_TASK OBJECTIVE_
Retype word for word the part of the sermon on the kingdom gospel and the personal gospel between "So John MacArthur, and" and "message to the unsaved.", inclusive.

_PASSAGE_
>>>

Acts 16:30-31 “Sirs, what must I do to be saved?” They said, ‘Believe in the Lord Jesus, and you will be saved.”
Are these proclamations of the kingdom gospel or the personal gospel? Clearly, these are proclamations of the personal gospel.
And I like to use quotes of some of the sages from the past because some of the things I’m communicating you may have never heard before. No one may have ever pointed out to you the difference between the kingdom gospel and the personal gospel. And you might think that I’m up here making things up. Has that thought ever crossed anybody’s mind? What I am teaching used to be taught standard in virtually every Bible church. Lewis Sperry Chafer has a lengthy quote here. I’ll let you read most of that on your own. But he writes, “…This good news to that nation [Israel] was the gospel of the kingdom,’... [You know, ‘Repent for the kingdom of heaven is at hand’] …and should in no wise be confused with the gospel of saving grace.”
Charles Ryrie says “Even the New Testament uses the word gospel to mean various types of good news...” I mean, every time you see the word gospel in the Bible, it’s not referring to how to get to heaven.
You have to contextually differentiate between is this to Israel and her kingdom, or is this the personal gospel? So Ryrie says, “Even the New Testament uses the word gospel to mean various types of good news…” And he goes on and says, “…In fact, their hope for the establishment of the promised rule of the Messiah in His kingdom on this earth, and in the kingdom that would exalt the Jewish people and free them from the rule of Rome under which they lived. But the rule of heaven did not arrive during Jesus’ lifetime because the people refused to repent and meet the spiritual conditions for the kingdom. Most only wanted a political deliverance [from Rome] without having to meet any personal requirements for change of life. So the kingdom did not arrive because the people would not prepare properly for it.”
Ryrie is saying to look at what is necessary for the kingdom to come. And look at what is necessary for an individual to be saved. What is necessary for a country to do for the kingdom to come is different, particularly a country under the Mosaic law, versus what is necessary for an individual lost sinner to be saved. And you should never mix those two together, because if you take those two things and you jam them together, what are you preaching to the unsaved? Lordship Salvation, or a works-oriented gospel.
So you might be listening to me thinking it’s just a bunch of pie in the sky academic gibberish. But this is fundamental for any Christian to understand because it relates to what message you’re giving to the unsaved. See that?
So John MacArthur, and this is my problem with him; this is why I’m not a big promoter of the writings of John MacArthur. ‘Hey, everybody, get the MacArthur study Bible. Everybody get John MacArthur’s books.’ Because John MacArthur won’t draw basic distinctions like this, and because he won’t draw basic distinctions like this, he merges two things that God keeps separate. You see that? And if you do that, you’re not going to have the right message to the unsaved.
Concerning the offer of the kingdom, John MacArthur, in one of his sermons, says this: “Listen, the Jews were looking for a political kingdom, but Jesus never offered one...“ [And I’m thinking, ‘Is Matthew 10:5-7, not in his Bible? Is Matthew 15:24 where Jesus said, ‘I was sent only to the lost sheep of the house of Israel’ not in his Bible’]?

<<<

_ROWS_
>>>

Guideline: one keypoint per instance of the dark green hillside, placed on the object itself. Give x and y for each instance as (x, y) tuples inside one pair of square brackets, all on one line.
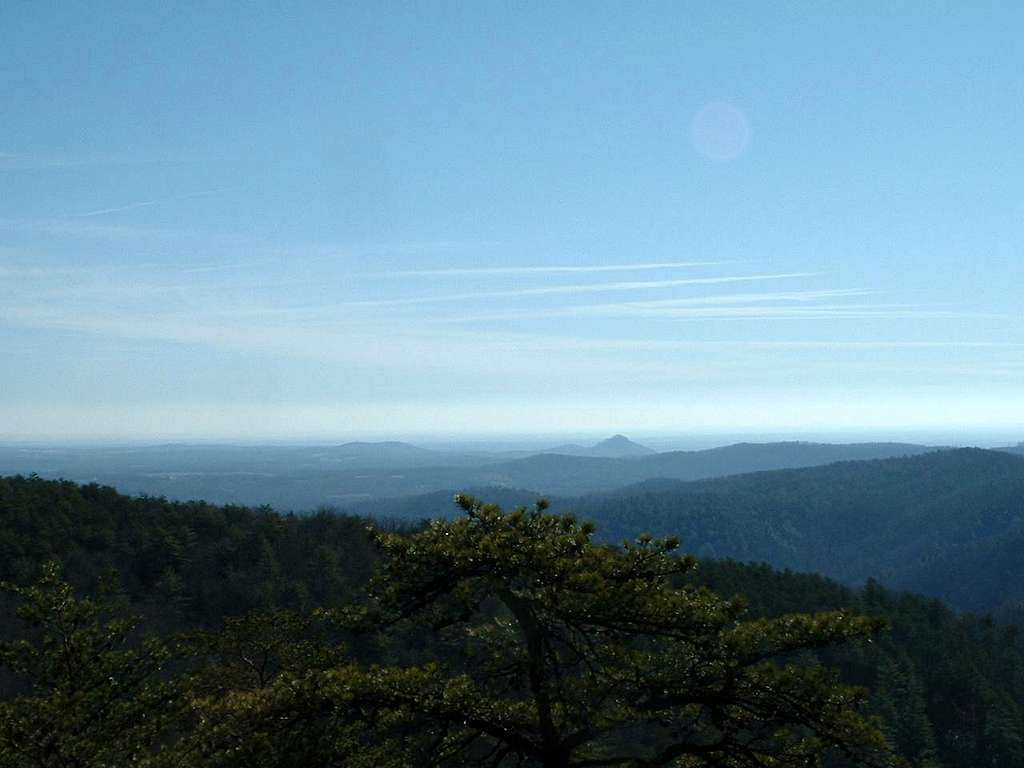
[(301, 478), (948, 688), (553, 474), (891, 519), (181, 563)]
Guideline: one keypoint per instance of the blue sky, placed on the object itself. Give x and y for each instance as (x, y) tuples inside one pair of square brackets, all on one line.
[(358, 219)]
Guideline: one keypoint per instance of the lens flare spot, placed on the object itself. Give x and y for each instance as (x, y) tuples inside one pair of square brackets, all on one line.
[(720, 131)]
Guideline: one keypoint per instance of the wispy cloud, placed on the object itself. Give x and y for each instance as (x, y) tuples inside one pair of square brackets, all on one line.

<<<

_OUTPUT_
So John MacArthur, and this is my problem with him; this is why I’m not a big promoter of the writings of John MacArthur. ‘Hey, everybody, get the MacArthur study Bible. Everybody get John MacArthur’s books.’ Because John MacArthur won’t draw basic distinctions like this, and because he won’t draw basic distinctions like this, he merges two things that God keeps separate. You see that? And if you do that, you’re not going to have the right message to the unsaved.